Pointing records

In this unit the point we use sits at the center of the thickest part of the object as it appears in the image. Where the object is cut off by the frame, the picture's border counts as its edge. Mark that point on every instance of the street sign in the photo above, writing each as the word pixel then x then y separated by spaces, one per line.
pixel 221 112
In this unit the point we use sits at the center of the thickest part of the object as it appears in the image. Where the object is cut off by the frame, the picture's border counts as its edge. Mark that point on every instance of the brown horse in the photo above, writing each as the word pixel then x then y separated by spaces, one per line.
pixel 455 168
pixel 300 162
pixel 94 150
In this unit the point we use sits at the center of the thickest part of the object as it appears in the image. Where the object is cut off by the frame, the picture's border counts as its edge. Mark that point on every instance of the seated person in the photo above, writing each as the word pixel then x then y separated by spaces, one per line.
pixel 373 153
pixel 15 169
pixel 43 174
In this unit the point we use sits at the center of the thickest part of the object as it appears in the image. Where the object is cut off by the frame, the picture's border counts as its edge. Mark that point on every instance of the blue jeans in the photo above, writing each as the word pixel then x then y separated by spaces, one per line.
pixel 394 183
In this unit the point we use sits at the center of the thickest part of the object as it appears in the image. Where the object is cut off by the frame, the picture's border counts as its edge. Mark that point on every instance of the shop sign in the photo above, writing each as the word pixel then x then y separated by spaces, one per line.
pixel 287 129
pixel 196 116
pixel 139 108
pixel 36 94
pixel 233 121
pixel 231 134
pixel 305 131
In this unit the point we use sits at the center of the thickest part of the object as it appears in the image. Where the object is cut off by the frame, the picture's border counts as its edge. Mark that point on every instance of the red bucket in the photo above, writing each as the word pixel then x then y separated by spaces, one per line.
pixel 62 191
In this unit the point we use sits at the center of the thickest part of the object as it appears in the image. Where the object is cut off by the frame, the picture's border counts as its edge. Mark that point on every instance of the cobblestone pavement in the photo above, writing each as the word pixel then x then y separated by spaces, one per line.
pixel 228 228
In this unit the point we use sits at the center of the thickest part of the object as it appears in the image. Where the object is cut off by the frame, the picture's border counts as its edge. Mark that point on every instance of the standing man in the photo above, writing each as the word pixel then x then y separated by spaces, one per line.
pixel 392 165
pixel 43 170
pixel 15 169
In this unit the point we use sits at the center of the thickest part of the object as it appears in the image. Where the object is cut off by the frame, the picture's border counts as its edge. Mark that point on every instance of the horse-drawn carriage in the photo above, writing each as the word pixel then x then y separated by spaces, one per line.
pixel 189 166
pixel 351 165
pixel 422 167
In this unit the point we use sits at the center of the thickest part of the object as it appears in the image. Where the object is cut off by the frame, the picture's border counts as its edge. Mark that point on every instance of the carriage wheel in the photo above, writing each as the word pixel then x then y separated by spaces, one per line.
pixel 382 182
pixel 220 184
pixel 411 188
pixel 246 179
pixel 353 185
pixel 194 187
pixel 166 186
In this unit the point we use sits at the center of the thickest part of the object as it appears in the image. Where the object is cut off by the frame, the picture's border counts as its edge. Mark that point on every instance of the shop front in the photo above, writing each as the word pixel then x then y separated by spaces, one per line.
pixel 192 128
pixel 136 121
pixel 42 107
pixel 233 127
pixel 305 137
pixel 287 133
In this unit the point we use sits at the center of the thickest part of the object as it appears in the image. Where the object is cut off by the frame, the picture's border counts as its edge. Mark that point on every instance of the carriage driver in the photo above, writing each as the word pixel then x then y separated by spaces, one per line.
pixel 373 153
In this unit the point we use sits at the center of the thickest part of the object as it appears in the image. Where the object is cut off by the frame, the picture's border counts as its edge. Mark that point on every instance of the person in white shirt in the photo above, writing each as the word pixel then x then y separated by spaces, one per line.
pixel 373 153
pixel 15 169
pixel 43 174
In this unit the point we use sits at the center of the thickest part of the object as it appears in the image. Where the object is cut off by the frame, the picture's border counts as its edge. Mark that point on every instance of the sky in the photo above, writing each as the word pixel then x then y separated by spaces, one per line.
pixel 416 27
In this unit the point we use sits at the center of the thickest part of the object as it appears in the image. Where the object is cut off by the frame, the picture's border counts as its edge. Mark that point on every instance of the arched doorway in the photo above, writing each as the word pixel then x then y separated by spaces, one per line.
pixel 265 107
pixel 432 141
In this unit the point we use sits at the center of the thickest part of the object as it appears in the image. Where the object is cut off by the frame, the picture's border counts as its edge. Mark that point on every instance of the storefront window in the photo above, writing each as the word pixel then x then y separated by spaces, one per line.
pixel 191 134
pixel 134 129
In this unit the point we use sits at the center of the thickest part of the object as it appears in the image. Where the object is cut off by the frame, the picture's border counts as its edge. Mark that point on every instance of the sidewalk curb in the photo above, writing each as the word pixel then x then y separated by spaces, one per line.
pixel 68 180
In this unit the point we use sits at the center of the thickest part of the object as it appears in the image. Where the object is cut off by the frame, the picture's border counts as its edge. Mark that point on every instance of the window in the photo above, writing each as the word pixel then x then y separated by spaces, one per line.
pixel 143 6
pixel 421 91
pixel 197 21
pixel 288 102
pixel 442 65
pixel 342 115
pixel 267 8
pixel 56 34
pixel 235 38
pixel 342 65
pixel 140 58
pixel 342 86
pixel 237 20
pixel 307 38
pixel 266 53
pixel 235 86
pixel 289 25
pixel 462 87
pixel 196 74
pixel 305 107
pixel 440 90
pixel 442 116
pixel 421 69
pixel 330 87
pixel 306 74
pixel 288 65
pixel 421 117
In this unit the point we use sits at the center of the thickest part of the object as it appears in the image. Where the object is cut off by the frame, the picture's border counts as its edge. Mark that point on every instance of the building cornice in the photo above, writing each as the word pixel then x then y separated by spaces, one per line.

### WHAT NEEDS TO BE DONE
Above are the records; retype every one exactly.

### FULL OUTPUT
In this unit the point we use sits at the center of the thickest part of the object as it appears in the image. Where the object is cut off by the frame, the picture's border counts as its edge. Mark that point on every instance of the street sign in the photo above, writing each as the word pixel then x then y separated by spaces, one per line.
pixel 221 112
In this unit the point we use sits at the center of the thickest part of the object as it appears in the image. Where the object is cut off by the frame, the picture's border counts as its edge. Mark that point on every instance of the brown horse in the photo above, writing each as the word pixel then x then y separated by spaces, one per line.
pixel 455 168
pixel 300 162
pixel 94 150
In this unit the point we use sits at the center of the thickest part of the object as it appears in the image. Where the object is cut off by the frame, the picture's border counts as its edge. Mark that point on every instance of the seated person in the photo above, writing each as the word pixel then x then y separated by spaces, one per line.
pixel 373 153
pixel 15 169
pixel 43 174
In this unit the point we use sits at the center of the thickest part of the object as it appears in the image. Where the object is cut off by the frame, the picture's border counts as its edge. Mark that point on every instance of the blue jeans in the photo above, writing each as the word pixel then x then y separated by spaces, one per line.
pixel 394 183
In this unit the point we use sits at the center of the thickest part of the object as it appears in the image. Where the object is cut off by the frame, the picture's border counts as its edge. Mark that point on every instance of the shop sign in the photo above, writing each as the word pixel then x then y separated by spaces, one per line.
pixel 287 129
pixel 196 116
pixel 139 108
pixel 36 94
pixel 233 121
pixel 231 134
pixel 305 131
In this unit the point we use sits at the center of the thickest part of the object as it appears in the image. Where the object is cut off by the frame, the picture's border counts as its edge. Mark that point on every instance of the red bucket in the photo above, writing each as the word pixel then x then y separated by spaces, one per line.
pixel 62 191
In this unit the point we use sits at the center of the thickest part of the object as it appears in the image. Where the object is cut off by the frame, the picture's border counts as its edge. Mark that point on every instance of the cobblestone pavement in the photo above, writing each as the word pixel then x then y separated by spaces, one per line.
pixel 228 228
In this unit the point we use sits at the center of the thickest part of the object as it appears in the image. Where the object is cut off by the frame, the picture's border counts as its edge. Mark that point on every instance of the standing man in the photo above, writing each as the word pixel then x then y separated by spaces, one per line.
pixel 392 165
pixel 43 170
pixel 15 169
In this unit the point we use sits at the center of the thickest part of the object as it appears in the image. Where the object is cut off by the frame, the picture's border counts as its edge. Mark that point on every instance of the horse-drawn carriage in the photo above, writing each as the word pixel then x then y separated by spaces, one per line.
pixel 189 166
pixel 351 165
pixel 422 167
In this unit the point we use sits at the center of the thickest part of the object as it appears in the image. Where the object is cut off by the frame, the picture's border counts as its edge. Mark that point on every instance of the carriage wheel in the photo above, writing each as the word pixel then x then y separated by spaces, one per line.
pixel 382 182
pixel 220 184
pixel 411 188
pixel 246 179
pixel 353 185
pixel 194 187
pixel 166 186
In this unit the point we use sits at the center of the thickest part of the object as it appears in the image. Where the object is cut off by the frame, the picture's border counts as its edge. Mark that point on every instance of the shop front in the photo above, writing each as the word pixel then x then y separated by spaces, one per line.
pixel 192 128
pixel 136 121
pixel 42 107
pixel 233 127
pixel 305 137
pixel 287 133
In this unit the point we use sits at the center of the thickest part of the object as it appears in the image. Where the object is cut off by the frame, the picture's border counts as its edge. Mark that point on every instance of the carriage driver in the photo above, writing each as the word pixel then x then y separated by spaces, one per line.
pixel 373 153
In this unit the point we use sits at the center of the thickest part of the object as it appears in the image. Where the object is cut off by the frame, the picture's border counts as its edge. Mark that point on every instance of the person in white shirt in the photo above, writing each as the word pixel then x then y separated by spaces, one per line.
pixel 373 153
pixel 15 169
pixel 43 174
In this unit the point we use sits at the center of the thickest part of the object as it appears in the image. Where the object is cut off by the frame, the picture's border counts as its edge. Mark that point on every instance of the sky in the photo above, writing each as the word pixel then x then y separated by spaces, one per line.
pixel 416 27
In this unit the point we use sits at the center of the thickest part of the object as it appears in the image. Where the object is cut off by the frame, the picture's border counts as its edge. Mark that point on every instance of the arched doorway in the photo above, writing each as the word pixel then x then y separated by spaces, one per line.
pixel 265 107
pixel 432 141
In this unit the point we use sits at the center of the thickest part of the object as it appears in the image. Where the object is cut off by the frame, the picture's border counts as its edge. Mark that point on every instance of the storefront window in the photo above, writing each as the word pixel then x then y separated by spaces, one per line.
pixel 191 134
pixel 134 129
In this unit the point we use sits at the center of the thickest part of the object as it appears in the image. Where the object is cut off by the frame, the picture's border counts as its edge. Mark that point on every instance of the sidewalk curb in the photo above, writing each as the word pixel then x then y separated by spaces, one per line.
pixel 68 180
In this unit the point we use sits at the center of the thickest part of the object as it appears in the image. Where the object is cut off by the frame, the picture's border counts as its edge. Mark that point on every instance of the window in the photo above, writing each as the word pixel then x then y separated by spaces, one per line.
pixel 143 6
pixel 421 91
pixel 197 21
pixel 288 102
pixel 442 65
pixel 342 115
pixel 267 8
pixel 56 34
pixel 235 38
pixel 342 65
pixel 140 58
pixel 342 86
pixel 237 20
pixel 307 38
pixel 266 53
pixel 235 86
pixel 289 25
pixel 462 87
pixel 196 74
pixel 305 107
pixel 440 90
pixel 442 116
pixel 421 69
pixel 330 87
pixel 306 74
pixel 288 65
pixel 421 117
In this unit the point we use sits at the center of the thickest part of the object as it appears in the image. Where the object is cut off by the frame, the picture's border counts as its edge. Mark that point on every instance of the building cornice in the photo above, writing each as the word pixel then x then y separated by spaces, one per line.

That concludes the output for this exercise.